▶ _EXCERPT PROVIDED_
* * * * *
Weed your Garden in six easy steps

Weed your Garden in six easy steps. Nobody likes to weed the garden but I’m here to tell you if you want good healthy plants that grow vigorously. Plants that produce large delicious vegetables. You will need to do some weeding. It’s not hard work, especially if you do it often enough. It’s not something that needs to be done everyday either. Maybe just once every couple of weeks.

Weed the Garden

Weed the Garden

See the problem with weeds is that they compete with what you are trying to grow. They compete for water, nutrients, and light. All plants roots create root exudates. Some of the plants exudates contain chemicals that can actually harm other plants. I don’t know what plants do or don’t. So the best thing to do is to remove them while they are still small. In order to get your plants to grow well they should not have to compete with anything else. Including other plants of the same type. That’s why plant spacing is so critical.

Six Easy Steps

1. Wait until you can see them. Timing is everything, this goes for weeds too. Some may be too small to be effectively pulled. But with good and consistent weeding I don’t worry to much about leaving the tiny ones for next time. When they are an optimum size for my grimy fingers to pick that’s when I take them. I always find bigger ones I missed from last time. It’s important to pull them from around the base of your plants when they are small so that the root ripping experience does not harm the plants you are trying to grow. Also it is important not to wait too long to pull weeds. If they go to seed you will be battling an even bigger weed issue later on as they multiply out of control in your garden. If you pull them on a regular basis you will notice a diminishing weed problem each time you weed.
* * * * *
▶ _INFORMATION GIVEN_
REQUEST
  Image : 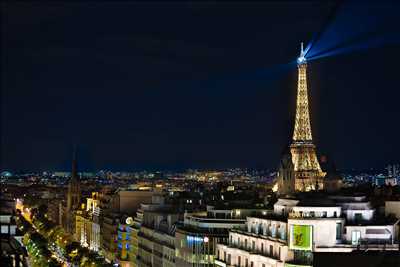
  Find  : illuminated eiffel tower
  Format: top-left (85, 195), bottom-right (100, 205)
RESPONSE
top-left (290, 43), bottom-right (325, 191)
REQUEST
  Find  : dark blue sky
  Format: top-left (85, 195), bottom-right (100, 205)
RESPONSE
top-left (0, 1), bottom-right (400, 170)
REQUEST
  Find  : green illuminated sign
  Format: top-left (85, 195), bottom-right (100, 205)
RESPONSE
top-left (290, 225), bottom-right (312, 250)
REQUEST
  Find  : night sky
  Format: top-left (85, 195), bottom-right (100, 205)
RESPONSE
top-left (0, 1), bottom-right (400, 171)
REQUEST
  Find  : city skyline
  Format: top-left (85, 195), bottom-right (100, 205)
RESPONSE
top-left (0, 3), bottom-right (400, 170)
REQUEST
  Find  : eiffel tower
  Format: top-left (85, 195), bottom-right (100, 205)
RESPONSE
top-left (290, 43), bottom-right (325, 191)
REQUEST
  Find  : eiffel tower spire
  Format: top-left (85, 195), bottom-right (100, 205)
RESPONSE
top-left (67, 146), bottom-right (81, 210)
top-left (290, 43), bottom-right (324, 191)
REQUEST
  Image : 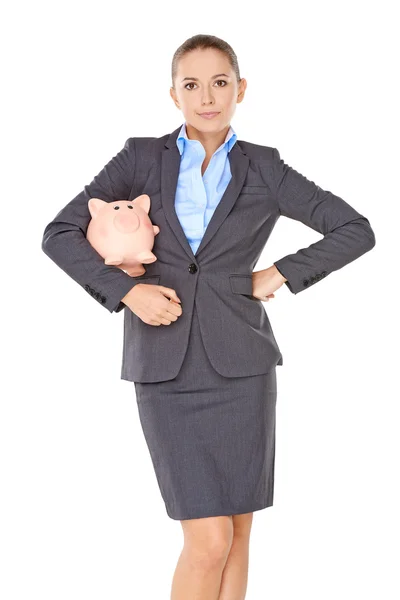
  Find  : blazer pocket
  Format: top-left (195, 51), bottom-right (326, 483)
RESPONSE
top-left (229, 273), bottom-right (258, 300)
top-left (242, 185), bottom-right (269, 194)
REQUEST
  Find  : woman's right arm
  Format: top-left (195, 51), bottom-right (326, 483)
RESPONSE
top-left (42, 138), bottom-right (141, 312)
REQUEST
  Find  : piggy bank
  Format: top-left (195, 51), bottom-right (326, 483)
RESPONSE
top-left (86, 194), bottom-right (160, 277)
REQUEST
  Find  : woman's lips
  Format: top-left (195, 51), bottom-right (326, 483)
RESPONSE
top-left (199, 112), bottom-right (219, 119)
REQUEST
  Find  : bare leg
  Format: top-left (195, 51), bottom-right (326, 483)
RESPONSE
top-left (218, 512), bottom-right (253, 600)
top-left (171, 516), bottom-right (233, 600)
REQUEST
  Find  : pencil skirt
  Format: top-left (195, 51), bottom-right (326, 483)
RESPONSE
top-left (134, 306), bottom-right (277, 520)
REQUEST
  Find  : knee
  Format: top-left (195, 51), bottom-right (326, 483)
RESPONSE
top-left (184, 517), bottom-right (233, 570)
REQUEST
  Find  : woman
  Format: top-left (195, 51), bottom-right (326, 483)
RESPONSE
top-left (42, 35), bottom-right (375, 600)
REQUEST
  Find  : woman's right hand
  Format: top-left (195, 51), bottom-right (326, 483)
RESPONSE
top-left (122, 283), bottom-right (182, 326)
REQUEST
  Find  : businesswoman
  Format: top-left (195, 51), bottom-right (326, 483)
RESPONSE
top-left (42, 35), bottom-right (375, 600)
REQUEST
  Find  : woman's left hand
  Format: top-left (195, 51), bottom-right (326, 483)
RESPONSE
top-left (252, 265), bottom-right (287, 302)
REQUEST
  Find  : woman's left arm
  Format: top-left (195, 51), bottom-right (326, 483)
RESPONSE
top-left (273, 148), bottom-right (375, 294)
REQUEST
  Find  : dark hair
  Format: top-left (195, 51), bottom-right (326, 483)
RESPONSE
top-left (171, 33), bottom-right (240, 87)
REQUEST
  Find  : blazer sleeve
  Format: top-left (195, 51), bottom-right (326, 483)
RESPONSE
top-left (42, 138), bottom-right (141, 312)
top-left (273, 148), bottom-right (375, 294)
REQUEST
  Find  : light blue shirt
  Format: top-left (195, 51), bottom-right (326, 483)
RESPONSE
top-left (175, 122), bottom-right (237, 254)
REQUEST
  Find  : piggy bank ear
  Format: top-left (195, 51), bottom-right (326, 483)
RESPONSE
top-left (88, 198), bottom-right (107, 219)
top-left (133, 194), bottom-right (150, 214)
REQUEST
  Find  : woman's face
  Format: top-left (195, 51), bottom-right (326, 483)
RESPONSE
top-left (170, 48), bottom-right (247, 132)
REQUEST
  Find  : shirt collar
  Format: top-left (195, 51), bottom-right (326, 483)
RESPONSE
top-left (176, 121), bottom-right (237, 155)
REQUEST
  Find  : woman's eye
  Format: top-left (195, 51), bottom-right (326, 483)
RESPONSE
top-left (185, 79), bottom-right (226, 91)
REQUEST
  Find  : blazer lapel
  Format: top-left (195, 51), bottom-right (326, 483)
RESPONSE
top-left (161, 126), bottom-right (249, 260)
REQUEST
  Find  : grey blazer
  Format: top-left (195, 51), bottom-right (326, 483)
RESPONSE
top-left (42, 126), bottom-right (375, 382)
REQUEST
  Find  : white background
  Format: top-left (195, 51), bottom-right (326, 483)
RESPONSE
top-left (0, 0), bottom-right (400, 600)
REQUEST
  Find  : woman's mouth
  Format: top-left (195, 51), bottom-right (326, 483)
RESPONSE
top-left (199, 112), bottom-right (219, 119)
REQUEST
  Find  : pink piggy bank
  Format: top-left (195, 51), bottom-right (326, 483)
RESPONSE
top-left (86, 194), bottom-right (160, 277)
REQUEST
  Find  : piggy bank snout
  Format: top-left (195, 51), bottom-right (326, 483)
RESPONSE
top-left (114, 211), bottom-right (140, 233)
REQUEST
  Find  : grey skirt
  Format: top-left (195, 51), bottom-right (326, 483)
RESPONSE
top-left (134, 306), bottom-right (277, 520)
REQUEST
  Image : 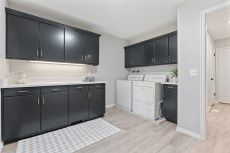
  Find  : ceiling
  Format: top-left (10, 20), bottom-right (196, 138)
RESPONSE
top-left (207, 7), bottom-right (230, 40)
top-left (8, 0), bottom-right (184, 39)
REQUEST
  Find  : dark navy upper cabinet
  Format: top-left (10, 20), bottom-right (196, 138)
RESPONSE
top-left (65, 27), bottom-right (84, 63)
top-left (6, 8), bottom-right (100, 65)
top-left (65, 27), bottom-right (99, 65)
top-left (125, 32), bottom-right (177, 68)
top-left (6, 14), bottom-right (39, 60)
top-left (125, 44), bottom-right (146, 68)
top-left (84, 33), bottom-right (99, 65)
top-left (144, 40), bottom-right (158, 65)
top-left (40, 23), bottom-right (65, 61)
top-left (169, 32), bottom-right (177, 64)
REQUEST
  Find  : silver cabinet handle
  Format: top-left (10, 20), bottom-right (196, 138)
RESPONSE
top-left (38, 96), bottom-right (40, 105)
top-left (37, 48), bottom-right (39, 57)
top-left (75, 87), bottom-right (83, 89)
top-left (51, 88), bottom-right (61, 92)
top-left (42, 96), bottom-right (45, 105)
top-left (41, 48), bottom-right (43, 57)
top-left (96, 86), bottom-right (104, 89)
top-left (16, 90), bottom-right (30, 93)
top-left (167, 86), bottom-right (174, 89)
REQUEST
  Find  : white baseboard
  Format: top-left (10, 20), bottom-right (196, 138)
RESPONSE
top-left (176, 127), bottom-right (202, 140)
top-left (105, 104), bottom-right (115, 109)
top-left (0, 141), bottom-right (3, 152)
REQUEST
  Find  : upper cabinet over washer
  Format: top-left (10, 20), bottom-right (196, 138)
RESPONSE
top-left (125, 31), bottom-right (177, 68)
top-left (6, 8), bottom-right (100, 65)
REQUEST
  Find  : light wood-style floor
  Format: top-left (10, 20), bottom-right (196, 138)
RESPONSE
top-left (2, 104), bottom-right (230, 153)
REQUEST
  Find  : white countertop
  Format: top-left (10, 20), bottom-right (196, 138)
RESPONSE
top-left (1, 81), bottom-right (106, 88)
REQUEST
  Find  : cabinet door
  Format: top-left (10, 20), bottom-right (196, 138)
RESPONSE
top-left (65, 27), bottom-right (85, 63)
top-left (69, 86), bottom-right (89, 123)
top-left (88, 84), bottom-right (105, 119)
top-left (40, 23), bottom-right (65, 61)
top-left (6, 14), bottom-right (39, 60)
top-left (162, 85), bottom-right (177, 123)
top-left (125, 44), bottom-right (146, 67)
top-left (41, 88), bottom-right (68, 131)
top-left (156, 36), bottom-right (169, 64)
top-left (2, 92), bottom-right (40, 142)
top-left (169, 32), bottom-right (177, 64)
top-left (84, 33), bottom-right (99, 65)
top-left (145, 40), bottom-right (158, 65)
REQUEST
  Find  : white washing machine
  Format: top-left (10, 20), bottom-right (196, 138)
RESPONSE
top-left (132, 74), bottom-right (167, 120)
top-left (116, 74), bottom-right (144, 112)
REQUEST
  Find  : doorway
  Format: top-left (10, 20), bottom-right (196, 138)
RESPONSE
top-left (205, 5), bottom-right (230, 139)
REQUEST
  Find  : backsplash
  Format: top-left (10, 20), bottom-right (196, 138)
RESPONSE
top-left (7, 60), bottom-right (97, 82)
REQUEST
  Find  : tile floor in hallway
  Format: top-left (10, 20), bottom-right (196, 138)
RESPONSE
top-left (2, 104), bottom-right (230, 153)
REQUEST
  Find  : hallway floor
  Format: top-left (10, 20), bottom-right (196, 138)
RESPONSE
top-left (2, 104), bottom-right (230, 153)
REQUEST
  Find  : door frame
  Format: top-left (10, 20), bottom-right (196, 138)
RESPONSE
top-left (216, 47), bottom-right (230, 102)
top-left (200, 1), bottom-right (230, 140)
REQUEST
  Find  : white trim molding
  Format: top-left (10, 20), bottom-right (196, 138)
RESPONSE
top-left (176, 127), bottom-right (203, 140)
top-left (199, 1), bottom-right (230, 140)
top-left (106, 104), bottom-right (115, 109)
* * * * *
▶ _TASK A_
According to the weeding guide, what three things do weeds compete with your plants for?
▶ _TASK B_
Reproduce word for word the part of the weeding guide starting with "Weed your Garden in six easy steps." and going on through "couple of weeks.".

▶ _WRITTEN ANSWER A_
Water, nutrients, and light.

▶ _WRITTEN ANSWER B_
Weed your Garden in six easy steps. Nobody likes to weed the garden but I’m here to tell you if you want good healthy plants that grow vigorously. Plants that produce large delicious vegetables. You will need to do some weeding. It’s not hard work, especially if you do it often enough. It’s not something that needs to be done everyday either. Maybe just once every couple of weeks.